### What needs to be done
Pick up at the line with "If you could point to the sandpiper". Write it out exactly, along with each later line through the end of the data, and nothing more.

[Data provided]

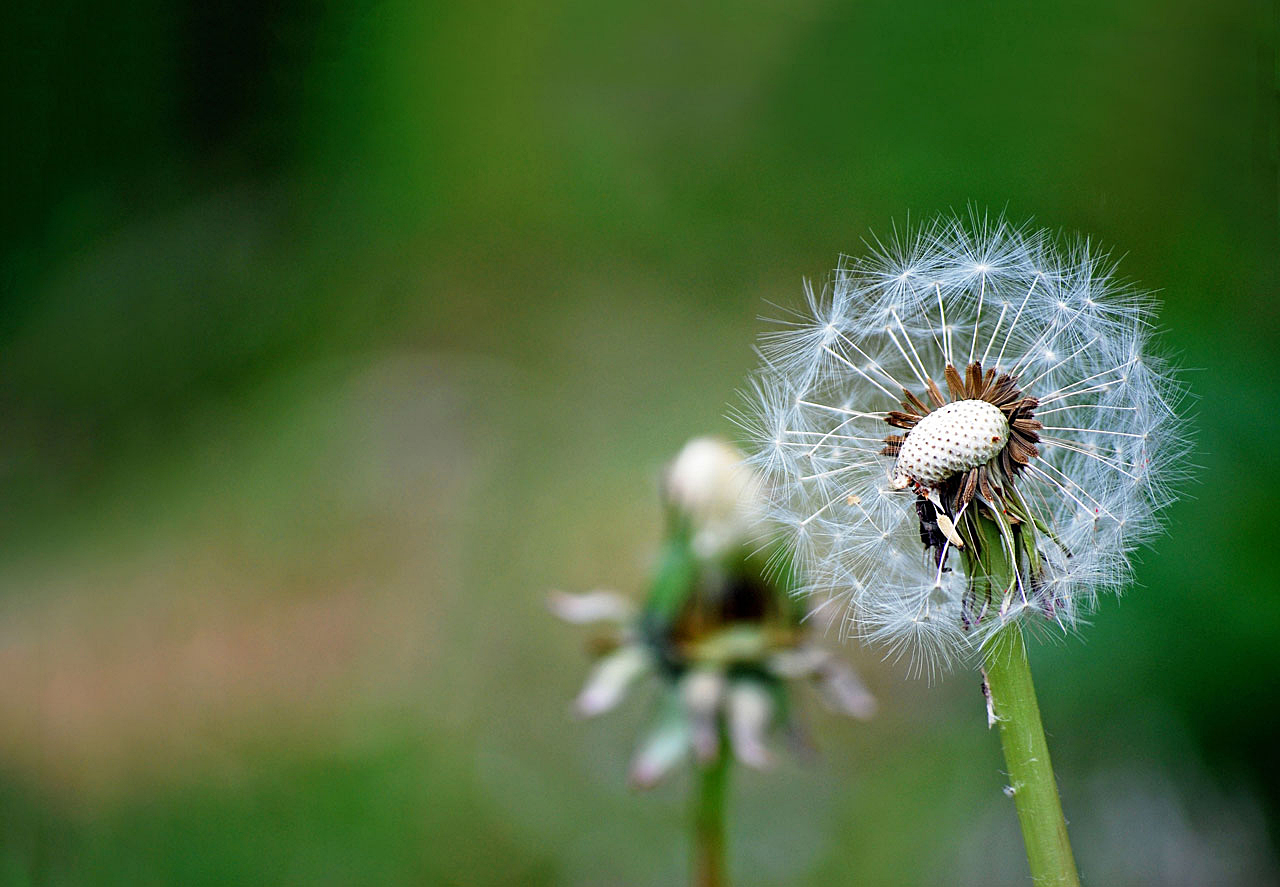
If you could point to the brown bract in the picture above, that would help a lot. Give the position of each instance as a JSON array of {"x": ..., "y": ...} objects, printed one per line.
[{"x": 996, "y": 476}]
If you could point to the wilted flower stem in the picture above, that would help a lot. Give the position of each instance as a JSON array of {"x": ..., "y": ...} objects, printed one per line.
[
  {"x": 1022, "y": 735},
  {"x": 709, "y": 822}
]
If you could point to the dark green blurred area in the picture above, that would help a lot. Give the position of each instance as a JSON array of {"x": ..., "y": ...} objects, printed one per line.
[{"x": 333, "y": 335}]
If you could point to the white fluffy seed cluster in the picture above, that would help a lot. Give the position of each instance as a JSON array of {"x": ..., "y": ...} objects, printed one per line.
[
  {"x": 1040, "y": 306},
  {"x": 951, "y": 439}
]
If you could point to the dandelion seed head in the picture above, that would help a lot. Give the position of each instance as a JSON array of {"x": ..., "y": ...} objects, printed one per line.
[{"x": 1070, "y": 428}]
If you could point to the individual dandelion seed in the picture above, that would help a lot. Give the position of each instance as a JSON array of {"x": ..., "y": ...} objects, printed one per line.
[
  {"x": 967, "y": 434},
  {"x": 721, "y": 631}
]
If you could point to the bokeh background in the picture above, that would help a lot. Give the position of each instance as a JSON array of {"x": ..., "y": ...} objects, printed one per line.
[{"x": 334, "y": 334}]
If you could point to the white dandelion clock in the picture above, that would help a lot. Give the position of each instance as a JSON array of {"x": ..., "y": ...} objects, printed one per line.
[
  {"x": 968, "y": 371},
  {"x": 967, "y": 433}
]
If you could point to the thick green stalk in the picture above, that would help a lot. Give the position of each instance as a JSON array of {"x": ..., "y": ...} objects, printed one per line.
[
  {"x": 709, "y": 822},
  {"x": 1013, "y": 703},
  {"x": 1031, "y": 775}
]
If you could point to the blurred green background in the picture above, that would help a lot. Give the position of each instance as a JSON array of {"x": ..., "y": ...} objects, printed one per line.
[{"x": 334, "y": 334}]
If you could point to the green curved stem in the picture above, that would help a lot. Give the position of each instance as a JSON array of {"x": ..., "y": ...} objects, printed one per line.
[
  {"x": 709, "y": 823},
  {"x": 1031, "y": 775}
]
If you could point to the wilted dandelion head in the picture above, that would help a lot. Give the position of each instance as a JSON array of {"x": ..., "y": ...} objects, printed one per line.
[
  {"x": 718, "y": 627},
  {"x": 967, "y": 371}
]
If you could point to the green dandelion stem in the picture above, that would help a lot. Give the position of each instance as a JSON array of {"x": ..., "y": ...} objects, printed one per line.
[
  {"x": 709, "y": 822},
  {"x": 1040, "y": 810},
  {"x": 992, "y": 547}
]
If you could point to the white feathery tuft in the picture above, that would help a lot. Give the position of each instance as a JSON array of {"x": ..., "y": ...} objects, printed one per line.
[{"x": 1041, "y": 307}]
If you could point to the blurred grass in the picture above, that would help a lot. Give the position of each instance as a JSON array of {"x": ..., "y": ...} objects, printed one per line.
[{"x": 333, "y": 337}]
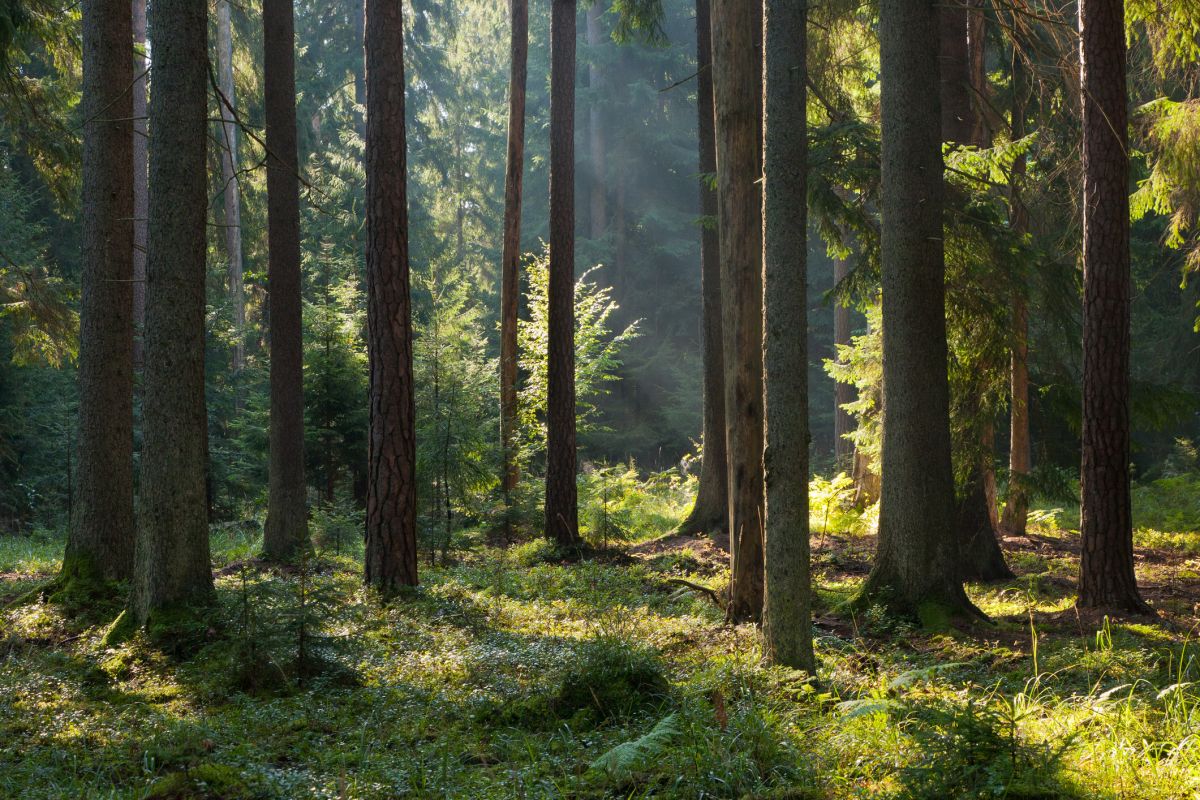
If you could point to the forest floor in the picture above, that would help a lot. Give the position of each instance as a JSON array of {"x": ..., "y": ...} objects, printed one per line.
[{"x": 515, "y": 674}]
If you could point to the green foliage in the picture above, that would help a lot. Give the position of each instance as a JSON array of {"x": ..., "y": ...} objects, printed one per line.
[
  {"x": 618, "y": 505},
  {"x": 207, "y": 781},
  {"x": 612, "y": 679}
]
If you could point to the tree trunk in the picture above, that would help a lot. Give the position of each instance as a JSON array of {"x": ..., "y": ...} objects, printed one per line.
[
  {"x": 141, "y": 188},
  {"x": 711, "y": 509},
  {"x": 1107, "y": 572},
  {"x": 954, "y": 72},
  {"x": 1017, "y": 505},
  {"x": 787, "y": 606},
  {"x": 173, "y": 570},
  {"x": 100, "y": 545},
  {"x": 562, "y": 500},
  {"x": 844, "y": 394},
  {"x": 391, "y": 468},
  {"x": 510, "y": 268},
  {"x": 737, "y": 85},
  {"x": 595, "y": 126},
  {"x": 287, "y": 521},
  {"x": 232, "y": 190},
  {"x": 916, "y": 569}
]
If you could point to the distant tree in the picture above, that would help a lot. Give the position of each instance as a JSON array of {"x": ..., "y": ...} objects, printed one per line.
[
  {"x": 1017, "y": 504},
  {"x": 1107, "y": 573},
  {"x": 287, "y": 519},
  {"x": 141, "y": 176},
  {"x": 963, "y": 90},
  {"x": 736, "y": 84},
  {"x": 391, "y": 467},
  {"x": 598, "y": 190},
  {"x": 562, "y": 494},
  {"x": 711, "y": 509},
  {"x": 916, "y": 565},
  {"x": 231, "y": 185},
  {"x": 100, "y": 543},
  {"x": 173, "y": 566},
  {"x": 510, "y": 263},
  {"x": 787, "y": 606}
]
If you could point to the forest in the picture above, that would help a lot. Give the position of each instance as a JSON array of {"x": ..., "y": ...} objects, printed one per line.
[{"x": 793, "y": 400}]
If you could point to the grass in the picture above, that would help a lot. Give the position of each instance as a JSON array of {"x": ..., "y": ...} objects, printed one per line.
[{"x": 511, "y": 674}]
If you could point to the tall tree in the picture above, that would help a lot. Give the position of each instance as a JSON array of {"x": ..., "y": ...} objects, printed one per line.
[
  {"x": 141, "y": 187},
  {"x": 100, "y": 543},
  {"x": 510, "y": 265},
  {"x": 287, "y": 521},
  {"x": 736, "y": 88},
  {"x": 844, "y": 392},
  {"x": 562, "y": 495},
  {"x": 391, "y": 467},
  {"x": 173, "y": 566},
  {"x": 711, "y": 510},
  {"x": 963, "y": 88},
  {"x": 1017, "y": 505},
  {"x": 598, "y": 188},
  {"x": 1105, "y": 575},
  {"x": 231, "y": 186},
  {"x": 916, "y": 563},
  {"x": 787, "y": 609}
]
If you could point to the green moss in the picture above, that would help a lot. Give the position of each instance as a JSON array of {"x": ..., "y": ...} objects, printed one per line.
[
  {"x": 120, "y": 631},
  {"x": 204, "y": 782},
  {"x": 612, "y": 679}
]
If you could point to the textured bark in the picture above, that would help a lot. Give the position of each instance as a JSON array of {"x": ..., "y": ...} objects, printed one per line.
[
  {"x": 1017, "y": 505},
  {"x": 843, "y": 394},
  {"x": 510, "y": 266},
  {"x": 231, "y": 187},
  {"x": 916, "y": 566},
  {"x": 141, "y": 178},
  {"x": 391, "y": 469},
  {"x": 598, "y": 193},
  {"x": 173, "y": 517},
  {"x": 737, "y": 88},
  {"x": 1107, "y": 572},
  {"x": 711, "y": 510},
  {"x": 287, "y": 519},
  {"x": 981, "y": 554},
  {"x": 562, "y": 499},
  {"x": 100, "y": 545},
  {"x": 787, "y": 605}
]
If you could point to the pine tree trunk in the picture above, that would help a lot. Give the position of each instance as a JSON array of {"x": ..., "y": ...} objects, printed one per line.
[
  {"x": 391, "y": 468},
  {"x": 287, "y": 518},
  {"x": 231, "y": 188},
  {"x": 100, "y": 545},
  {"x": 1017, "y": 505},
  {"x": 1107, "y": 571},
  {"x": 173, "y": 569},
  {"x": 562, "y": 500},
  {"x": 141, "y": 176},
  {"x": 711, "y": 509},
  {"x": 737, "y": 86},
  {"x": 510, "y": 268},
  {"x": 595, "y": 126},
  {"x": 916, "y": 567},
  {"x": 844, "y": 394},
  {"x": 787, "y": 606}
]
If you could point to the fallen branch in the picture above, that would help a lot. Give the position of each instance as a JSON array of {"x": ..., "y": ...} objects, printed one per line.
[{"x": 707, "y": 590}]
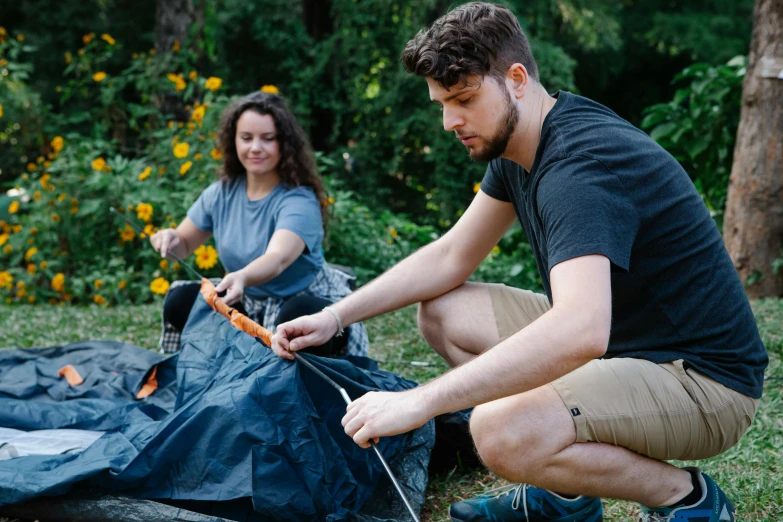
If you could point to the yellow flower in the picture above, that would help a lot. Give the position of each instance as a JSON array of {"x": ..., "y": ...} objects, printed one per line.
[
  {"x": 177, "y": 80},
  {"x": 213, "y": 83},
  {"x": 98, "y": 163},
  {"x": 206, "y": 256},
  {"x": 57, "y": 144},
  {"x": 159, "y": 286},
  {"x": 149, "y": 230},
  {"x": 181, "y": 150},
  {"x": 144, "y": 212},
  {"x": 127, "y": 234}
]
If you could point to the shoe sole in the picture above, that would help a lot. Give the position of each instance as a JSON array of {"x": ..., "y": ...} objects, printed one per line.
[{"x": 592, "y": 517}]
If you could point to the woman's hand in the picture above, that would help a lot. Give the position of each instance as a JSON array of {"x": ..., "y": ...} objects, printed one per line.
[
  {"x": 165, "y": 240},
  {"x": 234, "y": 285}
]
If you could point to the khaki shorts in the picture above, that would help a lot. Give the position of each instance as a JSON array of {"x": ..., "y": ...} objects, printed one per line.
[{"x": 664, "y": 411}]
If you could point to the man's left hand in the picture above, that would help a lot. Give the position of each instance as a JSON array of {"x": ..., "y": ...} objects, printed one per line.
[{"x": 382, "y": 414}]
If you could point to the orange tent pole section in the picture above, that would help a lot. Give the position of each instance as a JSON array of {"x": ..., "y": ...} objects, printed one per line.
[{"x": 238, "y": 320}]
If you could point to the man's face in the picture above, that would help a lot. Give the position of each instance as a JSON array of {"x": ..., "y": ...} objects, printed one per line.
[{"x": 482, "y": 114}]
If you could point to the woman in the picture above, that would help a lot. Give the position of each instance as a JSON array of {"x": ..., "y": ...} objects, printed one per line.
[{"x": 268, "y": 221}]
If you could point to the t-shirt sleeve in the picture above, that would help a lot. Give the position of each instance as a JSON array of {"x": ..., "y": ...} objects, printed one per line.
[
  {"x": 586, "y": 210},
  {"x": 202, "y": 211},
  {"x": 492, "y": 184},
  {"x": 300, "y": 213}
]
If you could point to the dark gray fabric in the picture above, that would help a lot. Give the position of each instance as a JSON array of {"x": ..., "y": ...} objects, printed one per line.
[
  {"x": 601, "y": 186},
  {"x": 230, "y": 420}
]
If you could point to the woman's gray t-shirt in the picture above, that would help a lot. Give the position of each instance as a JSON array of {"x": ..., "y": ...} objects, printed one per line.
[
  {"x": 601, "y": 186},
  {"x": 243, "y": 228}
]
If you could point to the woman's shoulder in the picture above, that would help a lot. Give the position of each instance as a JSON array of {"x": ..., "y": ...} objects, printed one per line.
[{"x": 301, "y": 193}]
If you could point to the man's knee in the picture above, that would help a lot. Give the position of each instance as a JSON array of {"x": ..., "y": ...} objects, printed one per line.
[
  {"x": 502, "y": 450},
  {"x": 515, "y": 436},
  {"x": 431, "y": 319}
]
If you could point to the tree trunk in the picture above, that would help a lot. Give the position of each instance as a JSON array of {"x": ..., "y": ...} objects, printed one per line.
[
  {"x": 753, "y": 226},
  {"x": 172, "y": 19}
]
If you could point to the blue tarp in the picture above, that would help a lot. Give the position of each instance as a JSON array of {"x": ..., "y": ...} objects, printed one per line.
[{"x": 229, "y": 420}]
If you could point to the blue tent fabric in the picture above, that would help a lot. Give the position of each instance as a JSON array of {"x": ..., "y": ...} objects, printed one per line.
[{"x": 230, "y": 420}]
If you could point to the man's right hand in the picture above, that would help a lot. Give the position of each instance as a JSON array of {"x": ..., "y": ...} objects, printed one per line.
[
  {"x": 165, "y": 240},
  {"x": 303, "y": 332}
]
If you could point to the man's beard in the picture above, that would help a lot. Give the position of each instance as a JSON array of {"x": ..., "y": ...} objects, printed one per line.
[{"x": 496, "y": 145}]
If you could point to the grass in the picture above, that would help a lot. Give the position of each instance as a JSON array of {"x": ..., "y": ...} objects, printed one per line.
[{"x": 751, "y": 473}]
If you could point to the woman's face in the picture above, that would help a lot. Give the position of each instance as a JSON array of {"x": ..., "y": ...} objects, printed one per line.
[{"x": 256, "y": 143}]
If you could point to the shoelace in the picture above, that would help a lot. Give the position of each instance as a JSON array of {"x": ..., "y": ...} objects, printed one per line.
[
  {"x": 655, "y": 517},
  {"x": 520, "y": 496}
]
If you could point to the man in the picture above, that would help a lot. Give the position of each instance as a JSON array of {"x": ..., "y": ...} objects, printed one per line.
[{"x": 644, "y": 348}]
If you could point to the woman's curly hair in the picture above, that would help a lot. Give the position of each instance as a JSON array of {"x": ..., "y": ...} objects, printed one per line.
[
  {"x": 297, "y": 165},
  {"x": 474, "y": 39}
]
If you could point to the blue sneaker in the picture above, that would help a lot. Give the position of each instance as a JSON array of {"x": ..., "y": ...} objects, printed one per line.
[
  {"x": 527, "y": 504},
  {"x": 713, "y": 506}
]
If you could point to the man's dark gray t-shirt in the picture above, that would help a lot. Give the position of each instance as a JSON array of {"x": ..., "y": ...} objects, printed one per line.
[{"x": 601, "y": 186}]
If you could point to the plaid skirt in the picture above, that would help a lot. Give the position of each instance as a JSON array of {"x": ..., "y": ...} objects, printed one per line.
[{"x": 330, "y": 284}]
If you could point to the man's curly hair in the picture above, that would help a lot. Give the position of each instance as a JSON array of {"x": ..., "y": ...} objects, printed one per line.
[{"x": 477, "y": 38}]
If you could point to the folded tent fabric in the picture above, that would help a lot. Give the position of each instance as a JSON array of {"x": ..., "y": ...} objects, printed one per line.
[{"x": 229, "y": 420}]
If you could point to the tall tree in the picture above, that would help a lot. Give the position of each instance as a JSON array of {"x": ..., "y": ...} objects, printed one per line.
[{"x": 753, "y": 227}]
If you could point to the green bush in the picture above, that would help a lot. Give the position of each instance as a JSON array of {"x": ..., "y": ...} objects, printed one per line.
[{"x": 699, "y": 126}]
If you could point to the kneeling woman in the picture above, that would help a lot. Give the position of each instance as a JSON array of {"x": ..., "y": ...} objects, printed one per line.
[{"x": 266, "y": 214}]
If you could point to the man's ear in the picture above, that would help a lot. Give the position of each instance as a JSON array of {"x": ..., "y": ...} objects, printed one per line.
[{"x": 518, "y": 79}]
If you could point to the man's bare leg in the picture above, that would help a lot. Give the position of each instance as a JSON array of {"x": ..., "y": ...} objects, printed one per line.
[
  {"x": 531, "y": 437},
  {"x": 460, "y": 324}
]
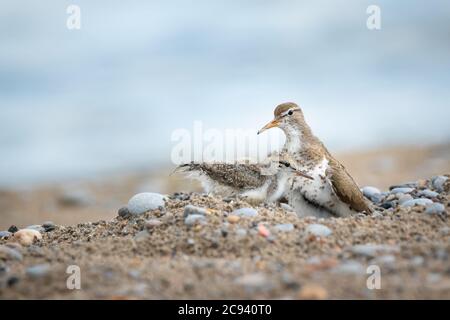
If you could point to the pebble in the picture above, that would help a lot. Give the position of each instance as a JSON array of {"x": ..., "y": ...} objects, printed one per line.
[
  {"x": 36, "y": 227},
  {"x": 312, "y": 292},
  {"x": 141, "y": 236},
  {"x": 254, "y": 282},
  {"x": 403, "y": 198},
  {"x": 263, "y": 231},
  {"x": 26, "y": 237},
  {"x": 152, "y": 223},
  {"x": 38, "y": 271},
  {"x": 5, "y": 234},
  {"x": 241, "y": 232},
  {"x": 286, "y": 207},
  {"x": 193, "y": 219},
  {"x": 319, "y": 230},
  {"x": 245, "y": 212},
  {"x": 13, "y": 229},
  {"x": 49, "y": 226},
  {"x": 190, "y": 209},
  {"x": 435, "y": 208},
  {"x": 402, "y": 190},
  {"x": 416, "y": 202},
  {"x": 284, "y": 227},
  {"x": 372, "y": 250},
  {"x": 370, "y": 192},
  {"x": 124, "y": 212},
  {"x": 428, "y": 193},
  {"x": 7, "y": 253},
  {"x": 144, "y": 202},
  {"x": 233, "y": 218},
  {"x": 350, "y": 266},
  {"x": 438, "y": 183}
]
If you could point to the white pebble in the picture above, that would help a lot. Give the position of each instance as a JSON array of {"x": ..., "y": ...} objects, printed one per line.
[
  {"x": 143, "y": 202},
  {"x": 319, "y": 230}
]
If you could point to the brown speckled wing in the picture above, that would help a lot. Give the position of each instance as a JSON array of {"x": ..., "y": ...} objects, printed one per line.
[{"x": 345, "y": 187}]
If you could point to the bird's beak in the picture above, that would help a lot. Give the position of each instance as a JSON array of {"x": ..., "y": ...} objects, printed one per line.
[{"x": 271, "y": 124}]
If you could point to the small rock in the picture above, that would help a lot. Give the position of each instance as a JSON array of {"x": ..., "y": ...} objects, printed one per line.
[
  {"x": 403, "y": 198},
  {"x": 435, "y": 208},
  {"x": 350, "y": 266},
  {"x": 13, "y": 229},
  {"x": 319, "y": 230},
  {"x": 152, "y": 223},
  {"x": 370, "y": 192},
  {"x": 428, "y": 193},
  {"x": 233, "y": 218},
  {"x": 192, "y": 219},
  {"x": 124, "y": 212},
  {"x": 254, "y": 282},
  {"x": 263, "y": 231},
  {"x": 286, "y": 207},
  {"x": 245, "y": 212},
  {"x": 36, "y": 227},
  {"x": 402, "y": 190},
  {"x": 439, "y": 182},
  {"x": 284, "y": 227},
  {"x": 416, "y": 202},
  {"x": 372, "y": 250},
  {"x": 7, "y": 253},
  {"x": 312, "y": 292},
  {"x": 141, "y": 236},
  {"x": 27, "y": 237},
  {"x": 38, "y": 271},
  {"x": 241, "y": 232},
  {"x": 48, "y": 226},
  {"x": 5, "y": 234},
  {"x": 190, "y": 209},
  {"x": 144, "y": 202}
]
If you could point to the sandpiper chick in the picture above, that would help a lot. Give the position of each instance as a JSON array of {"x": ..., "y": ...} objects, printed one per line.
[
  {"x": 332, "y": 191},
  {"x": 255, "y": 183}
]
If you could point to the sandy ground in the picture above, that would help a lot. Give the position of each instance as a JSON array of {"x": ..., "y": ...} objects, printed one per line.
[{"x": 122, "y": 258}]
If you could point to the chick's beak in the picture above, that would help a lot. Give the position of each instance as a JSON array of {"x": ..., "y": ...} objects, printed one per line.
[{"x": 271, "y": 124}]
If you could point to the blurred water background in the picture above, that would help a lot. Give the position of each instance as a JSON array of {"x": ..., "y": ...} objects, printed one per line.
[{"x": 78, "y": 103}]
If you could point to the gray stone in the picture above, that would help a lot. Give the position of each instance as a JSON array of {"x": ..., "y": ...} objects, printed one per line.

[/Data provided]

### Reply
If you could point to the sandpiper chick in the picture above, that would help a lot. Give the position of each instance as a JSON array of {"x": ..., "y": ...} objects, printed one per line.
[
  {"x": 332, "y": 191},
  {"x": 255, "y": 183}
]
If you could point to the sandy ground in the picture above, that would help a lot. Give the position of each instance as a JSON array of {"x": ..., "y": ...} objects, printed one per line.
[{"x": 122, "y": 258}]
If you could point to the chick's beak in the picture above, that would help a lot. Give the position of each instance as a JSON array of {"x": ..., "y": ...} objects, printed one per line.
[{"x": 271, "y": 124}]
If you could point to the blurred water background in the picture above, that would help a lot. Give the position of each instance as a JSON array of {"x": ..., "y": ...} objects, printed one per line.
[{"x": 78, "y": 103}]
If you could point to the gray stone in the picture above, that would help a lot. Give the position of each instance as a JSON array of {"x": ..., "y": ...} objects, printed one per line.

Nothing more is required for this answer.